[Extracted data entries]
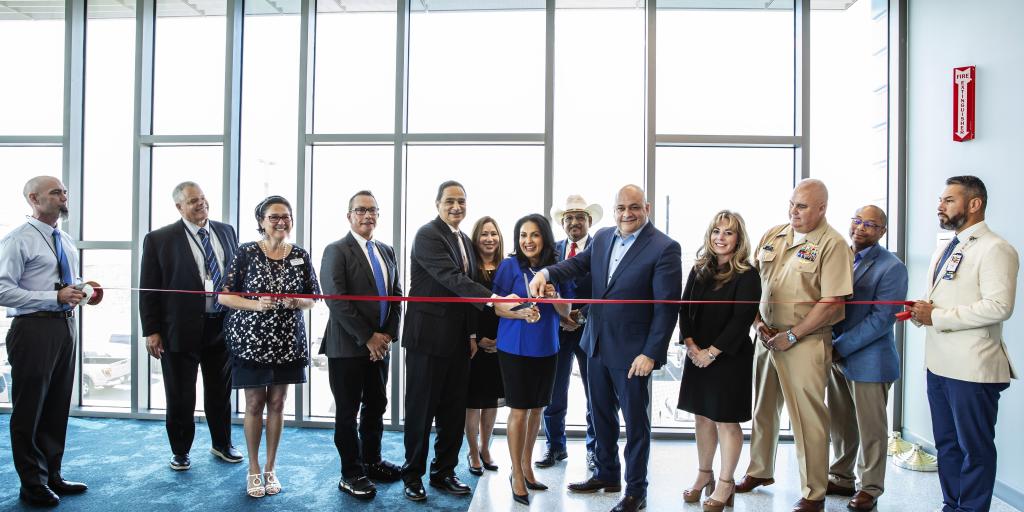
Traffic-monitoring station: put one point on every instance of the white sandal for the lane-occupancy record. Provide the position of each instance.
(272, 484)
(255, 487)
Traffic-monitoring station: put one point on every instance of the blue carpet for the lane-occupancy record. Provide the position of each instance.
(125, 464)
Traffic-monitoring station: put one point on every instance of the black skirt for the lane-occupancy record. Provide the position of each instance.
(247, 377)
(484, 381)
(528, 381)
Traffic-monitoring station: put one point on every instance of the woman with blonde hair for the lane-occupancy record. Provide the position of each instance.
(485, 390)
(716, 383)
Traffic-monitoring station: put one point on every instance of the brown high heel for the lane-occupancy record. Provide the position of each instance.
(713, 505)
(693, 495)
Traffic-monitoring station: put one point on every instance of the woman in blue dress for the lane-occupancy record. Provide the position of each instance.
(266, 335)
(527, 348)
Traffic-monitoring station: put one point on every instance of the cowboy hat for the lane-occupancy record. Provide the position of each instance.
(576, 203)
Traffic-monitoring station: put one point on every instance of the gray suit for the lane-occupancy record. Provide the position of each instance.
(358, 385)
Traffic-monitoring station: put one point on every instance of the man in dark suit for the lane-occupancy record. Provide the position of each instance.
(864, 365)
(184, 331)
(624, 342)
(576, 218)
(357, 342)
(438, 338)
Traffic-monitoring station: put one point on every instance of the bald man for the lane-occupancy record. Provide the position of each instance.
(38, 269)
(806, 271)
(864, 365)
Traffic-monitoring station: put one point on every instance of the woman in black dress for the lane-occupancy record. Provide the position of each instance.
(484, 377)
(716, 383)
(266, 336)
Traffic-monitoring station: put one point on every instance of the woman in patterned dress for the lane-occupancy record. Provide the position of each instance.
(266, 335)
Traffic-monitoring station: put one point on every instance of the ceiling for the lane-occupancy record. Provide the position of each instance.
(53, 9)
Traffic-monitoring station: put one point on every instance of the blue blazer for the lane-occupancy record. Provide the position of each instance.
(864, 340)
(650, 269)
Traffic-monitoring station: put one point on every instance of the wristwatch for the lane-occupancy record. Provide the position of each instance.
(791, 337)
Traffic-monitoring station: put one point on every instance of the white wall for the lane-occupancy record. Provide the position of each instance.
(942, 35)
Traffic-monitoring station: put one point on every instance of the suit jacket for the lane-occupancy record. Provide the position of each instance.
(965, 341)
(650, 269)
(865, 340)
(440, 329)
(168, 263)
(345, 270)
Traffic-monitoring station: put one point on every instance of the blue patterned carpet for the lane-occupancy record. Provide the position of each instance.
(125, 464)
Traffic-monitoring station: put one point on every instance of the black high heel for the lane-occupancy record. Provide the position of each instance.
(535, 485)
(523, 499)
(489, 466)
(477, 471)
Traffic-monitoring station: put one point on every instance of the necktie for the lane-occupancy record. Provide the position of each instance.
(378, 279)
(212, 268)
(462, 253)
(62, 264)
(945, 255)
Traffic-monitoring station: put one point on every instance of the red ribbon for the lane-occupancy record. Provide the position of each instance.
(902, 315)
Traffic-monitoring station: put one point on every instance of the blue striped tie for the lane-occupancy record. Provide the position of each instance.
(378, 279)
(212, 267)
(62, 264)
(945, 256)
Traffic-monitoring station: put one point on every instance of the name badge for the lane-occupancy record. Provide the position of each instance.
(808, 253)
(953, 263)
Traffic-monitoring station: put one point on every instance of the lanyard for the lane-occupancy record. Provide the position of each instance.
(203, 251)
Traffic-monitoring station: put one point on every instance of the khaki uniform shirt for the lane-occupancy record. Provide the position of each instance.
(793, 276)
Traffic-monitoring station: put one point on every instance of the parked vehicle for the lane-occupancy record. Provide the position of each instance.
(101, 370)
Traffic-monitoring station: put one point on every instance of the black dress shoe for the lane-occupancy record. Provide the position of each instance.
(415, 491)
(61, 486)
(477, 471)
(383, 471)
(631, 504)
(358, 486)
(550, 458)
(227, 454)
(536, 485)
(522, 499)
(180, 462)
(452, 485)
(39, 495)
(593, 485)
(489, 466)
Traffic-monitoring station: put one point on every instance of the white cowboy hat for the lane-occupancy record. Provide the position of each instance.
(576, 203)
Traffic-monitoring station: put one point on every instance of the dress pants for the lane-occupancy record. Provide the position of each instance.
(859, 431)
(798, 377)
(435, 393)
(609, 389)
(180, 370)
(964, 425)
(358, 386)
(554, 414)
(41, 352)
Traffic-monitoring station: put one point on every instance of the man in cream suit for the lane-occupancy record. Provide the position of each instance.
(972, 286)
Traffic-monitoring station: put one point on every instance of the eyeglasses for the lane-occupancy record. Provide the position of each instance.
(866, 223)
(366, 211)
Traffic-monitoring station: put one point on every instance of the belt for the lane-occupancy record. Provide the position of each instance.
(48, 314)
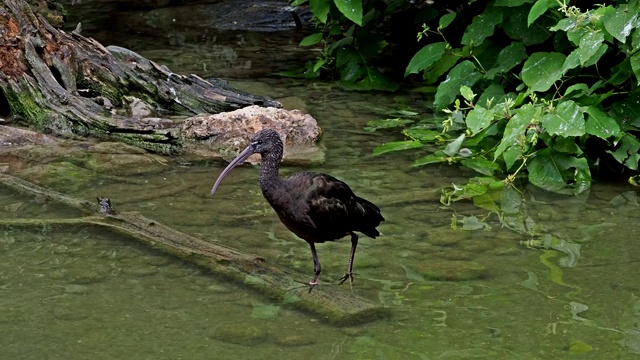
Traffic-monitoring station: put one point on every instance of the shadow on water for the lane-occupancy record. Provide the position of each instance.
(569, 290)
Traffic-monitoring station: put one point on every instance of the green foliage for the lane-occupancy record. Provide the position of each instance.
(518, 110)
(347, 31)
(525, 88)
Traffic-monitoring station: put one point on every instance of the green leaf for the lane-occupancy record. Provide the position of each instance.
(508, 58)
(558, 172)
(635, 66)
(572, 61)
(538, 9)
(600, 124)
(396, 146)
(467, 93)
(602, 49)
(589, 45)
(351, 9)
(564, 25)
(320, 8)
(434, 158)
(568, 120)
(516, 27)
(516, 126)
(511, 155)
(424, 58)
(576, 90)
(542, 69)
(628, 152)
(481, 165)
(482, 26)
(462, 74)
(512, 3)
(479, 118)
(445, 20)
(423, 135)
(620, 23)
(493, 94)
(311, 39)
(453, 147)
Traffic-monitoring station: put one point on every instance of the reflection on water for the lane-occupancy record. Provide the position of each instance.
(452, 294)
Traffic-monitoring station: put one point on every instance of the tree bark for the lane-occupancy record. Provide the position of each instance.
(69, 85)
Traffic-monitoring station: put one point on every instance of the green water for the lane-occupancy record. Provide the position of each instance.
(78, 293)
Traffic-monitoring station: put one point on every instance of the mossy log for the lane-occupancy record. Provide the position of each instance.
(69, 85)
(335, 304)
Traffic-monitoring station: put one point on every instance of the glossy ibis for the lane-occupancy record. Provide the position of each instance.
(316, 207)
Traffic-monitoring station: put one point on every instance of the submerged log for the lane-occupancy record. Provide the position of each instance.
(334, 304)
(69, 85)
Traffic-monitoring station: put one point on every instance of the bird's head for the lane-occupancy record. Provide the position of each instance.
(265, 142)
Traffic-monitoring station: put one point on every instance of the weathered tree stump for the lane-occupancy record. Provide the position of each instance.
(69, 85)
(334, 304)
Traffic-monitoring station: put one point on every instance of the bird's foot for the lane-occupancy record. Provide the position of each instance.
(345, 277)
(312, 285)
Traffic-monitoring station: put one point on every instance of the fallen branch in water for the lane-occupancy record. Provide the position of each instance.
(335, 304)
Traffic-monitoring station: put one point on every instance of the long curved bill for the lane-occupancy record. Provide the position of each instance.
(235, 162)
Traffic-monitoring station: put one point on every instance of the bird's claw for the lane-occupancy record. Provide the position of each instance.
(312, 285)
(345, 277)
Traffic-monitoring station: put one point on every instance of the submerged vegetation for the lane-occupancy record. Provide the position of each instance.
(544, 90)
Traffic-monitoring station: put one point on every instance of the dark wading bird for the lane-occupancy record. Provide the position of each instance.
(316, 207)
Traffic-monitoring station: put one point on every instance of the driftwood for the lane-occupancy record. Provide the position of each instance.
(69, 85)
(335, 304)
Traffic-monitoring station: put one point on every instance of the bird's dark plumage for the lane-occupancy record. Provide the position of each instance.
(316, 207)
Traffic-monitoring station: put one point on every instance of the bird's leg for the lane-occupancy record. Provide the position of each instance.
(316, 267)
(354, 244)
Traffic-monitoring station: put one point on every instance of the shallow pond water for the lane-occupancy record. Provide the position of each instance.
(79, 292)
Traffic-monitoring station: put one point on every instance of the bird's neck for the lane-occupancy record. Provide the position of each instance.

• EXERCISE REQUIREMENTS:
Set down nothing but the lines from the one with "the bird's dark" through the end of the records, keeping each line exactly as written and including both ends.

• WRITTEN REPLY:
Traffic-monitoring station: put one point on every instance of the bird's dark plumage for the lane-occupancy record. Provide the position of each instance.
(316, 207)
Traffic-monitoring station: put one point on every instance of the bird's leg for the lane-occupancy record. Provide the position of each instance.
(316, 267)
(354, 244)
Traffic-monitoring station: put one point on every instance of the shallow pond water for the lane-occupancy record. Provide the position of each instance.
(79, 292)
Traffic-monitoring station: put one point on every instance of the bird's neck for the lane-occupancy record. Provide the position of each instance.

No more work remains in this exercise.